▶ **EXERCISE**
Give back, word for word, the lines in the listing below from the one holding "box: [294, 695, 393, 848]" down to the one holding "698L337 692L291 765L302", both ends included.

▶ **DATA SHOWN**
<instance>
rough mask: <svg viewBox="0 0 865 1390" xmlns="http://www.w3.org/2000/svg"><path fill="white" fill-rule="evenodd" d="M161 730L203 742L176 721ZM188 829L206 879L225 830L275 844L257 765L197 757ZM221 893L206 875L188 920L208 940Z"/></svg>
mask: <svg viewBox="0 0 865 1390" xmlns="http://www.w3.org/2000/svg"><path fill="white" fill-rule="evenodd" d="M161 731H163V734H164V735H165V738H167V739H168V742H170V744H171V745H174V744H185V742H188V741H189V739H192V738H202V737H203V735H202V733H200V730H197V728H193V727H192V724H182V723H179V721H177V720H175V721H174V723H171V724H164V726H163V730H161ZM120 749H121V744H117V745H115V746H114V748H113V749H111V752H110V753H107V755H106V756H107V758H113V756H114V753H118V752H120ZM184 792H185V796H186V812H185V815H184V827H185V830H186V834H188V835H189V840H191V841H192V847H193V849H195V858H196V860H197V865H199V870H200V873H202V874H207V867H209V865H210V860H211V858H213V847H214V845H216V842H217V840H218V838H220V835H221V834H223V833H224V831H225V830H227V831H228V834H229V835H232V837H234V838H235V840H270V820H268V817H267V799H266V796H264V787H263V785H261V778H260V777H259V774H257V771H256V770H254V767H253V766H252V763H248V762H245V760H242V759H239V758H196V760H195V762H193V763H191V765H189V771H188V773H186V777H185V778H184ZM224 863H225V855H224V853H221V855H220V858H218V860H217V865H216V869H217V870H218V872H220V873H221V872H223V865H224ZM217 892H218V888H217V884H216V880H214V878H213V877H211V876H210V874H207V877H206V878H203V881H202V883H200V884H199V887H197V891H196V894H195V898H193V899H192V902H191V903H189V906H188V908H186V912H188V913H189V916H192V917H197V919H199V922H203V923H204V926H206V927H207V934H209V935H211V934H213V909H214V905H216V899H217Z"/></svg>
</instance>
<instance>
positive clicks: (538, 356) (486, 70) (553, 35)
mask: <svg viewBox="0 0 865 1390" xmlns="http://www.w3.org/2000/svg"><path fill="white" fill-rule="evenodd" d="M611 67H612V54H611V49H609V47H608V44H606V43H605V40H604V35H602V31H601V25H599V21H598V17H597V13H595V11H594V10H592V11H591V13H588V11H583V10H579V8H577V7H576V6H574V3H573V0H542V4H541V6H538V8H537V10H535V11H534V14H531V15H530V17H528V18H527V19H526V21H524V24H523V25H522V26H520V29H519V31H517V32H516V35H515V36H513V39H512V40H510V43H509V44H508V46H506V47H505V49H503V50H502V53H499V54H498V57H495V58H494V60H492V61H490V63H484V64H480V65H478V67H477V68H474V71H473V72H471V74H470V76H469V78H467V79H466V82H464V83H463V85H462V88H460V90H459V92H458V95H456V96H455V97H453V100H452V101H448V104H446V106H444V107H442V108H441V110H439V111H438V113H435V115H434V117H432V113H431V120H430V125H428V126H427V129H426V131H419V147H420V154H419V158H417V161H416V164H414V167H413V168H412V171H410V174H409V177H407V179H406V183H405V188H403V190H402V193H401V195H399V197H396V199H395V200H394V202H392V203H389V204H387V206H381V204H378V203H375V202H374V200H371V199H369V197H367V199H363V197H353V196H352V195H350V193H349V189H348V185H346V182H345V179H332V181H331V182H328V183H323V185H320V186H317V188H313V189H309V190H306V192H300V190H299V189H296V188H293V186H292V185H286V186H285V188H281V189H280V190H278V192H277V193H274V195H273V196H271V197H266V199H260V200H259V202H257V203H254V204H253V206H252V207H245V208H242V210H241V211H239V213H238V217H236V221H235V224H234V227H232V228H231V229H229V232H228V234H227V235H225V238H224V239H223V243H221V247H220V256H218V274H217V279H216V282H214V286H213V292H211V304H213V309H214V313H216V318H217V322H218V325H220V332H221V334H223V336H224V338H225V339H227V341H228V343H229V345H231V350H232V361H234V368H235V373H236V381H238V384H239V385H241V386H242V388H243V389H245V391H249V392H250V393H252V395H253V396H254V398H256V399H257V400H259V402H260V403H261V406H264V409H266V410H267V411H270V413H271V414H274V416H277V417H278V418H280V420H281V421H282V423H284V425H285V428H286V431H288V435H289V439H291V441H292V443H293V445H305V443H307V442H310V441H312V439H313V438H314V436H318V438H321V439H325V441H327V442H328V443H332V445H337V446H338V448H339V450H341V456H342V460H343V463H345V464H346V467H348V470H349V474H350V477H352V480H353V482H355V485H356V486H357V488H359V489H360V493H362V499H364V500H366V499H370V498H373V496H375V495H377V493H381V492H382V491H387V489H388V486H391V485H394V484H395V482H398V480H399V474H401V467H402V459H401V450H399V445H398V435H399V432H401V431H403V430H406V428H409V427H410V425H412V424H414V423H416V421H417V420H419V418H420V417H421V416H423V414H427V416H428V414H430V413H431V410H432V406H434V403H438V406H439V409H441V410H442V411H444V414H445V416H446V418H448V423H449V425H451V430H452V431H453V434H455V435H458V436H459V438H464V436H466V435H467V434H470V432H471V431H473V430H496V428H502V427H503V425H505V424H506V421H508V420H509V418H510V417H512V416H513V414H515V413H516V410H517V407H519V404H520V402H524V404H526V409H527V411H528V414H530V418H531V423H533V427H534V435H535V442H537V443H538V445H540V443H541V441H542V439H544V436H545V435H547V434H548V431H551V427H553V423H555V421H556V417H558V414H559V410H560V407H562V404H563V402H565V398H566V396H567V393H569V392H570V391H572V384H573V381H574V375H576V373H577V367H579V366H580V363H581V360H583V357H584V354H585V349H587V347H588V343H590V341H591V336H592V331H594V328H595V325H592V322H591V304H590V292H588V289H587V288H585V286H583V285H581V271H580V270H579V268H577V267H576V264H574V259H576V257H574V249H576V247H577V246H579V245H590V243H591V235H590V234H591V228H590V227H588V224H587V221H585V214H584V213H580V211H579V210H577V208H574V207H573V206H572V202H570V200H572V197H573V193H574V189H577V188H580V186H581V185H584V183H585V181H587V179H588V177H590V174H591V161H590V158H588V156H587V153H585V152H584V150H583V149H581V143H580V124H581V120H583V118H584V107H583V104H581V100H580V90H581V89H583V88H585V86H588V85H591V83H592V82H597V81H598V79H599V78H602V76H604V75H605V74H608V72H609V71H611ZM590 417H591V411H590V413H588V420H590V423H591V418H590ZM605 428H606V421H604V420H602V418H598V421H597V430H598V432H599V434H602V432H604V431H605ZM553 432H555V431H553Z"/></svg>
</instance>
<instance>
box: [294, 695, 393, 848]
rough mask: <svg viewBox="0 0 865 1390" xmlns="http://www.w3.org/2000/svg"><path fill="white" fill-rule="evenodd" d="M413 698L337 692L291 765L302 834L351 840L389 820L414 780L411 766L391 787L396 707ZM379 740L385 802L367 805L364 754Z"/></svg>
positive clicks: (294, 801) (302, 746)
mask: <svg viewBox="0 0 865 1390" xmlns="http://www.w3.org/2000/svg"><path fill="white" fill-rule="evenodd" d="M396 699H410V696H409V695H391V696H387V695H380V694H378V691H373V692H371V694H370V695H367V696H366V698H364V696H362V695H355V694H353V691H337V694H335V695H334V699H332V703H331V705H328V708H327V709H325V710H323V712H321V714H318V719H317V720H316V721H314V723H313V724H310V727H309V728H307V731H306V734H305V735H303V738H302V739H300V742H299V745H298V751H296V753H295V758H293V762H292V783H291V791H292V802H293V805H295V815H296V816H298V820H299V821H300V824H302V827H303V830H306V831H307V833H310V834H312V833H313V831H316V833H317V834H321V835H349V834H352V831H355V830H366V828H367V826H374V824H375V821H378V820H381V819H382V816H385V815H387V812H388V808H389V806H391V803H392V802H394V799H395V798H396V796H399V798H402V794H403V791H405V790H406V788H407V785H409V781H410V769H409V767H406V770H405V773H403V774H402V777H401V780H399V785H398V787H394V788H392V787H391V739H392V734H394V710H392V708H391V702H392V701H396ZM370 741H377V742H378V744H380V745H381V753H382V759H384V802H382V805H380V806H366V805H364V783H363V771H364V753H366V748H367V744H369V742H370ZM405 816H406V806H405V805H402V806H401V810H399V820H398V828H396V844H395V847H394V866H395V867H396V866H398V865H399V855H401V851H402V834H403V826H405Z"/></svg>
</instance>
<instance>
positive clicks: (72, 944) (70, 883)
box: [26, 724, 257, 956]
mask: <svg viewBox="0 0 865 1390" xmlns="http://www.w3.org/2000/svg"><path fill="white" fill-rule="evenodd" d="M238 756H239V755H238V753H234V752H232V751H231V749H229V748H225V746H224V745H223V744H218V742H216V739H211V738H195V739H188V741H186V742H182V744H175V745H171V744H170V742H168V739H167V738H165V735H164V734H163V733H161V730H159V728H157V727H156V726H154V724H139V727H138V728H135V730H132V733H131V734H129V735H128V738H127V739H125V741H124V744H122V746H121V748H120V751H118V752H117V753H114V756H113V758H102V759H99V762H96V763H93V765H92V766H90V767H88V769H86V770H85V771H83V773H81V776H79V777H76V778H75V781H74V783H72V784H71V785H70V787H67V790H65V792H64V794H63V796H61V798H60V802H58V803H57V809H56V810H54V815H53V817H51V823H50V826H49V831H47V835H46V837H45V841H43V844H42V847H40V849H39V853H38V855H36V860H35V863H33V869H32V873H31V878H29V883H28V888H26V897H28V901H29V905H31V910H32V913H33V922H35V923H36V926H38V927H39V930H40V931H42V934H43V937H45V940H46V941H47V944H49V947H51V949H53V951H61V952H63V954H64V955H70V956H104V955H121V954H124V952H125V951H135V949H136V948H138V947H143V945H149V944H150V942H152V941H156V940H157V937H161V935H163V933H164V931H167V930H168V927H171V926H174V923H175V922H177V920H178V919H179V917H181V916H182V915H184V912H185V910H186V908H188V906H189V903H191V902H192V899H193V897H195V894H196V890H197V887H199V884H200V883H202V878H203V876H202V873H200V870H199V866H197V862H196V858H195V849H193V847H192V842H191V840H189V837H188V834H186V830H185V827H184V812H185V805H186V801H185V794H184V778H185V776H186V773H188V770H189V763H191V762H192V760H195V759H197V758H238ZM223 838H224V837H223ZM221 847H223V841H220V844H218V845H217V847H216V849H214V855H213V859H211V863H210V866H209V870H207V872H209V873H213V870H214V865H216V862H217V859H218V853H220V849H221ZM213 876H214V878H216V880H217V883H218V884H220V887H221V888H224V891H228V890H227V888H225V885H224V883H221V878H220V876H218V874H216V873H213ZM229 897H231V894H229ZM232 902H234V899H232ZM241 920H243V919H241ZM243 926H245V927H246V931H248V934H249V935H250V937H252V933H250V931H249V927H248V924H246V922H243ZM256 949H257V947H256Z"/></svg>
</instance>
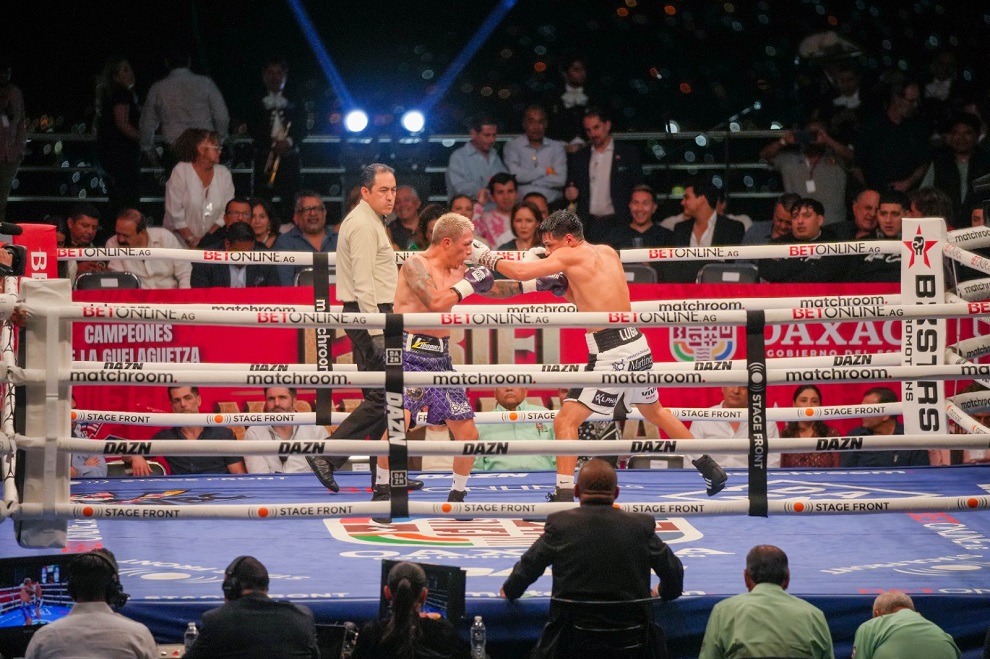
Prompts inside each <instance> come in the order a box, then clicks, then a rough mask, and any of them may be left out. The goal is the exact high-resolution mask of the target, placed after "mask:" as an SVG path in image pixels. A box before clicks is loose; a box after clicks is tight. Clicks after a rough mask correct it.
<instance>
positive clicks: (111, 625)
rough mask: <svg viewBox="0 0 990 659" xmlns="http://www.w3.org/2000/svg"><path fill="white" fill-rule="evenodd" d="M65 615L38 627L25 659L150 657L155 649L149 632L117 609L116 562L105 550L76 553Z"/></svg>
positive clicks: (145, 628) (153, 653)
mask: <svg viewBox="0 0 990 659" xmlns="http://www.w3.org/2000/svg"><path fill="white" fill-rule="evenodd" d="M67 573H68V584H67V587H66V589H67V590H68V593H69V597H71V598H72V601H73V602H75V604H74V605H73V607H72V611H70V612H69V615H67V616H65V617H64V618H62V619H61V620H56V621H55V622H53V623H50V624H48V625H45V626H43V627H41V628H40V629H38V631H37V633H35V635H34V636H33V637H32V638H31V643H30V644H28V647H27V652H26V653H25V659H48V658H49V657H50V658H51V659H57V658H60V657H94V658H95V657H100V659H154V658H155V657H158V646H156V645H155V639H154V638H152V636H151V632H149V631H148V628H147V627H145V626H144V625H142V624H141V623H139V622H136V621H134V620H131V619H130V618H126V617H124V616H122V615H121V614H119V613H116V612H115V610H116V609H119V608H120V607H122V606H123V605H124V603H125V602H127V598H128V595H127V593H125V592H124V589H123V587H122V586H121V585H120V576H119V573H118V569H117V560H116V559H115V558H114V555H113V552H111V551H110V550H108V549H96V550H94V551H91V552H87V553H85V554H80V555H79V557H78V558H76V559H75V560H74V561H72V563H70V564H69V566H68V569H67Z"/></svg>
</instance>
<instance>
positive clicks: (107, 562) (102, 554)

▶ **RESULT BELOW**
box: [294, 695, 393, 848]
rough mask: <svg viewBox="0 0 865 1390" xmlns="http://www.w3.org/2000/svg"><path fill="white" fill-rule="evenodd" d="M413 698L337 692L291 765L302 834L351 840L389 820L414 780L411 766L391 787L396 707ZM379 740L385 802L367 805L364 754Z"/></svg>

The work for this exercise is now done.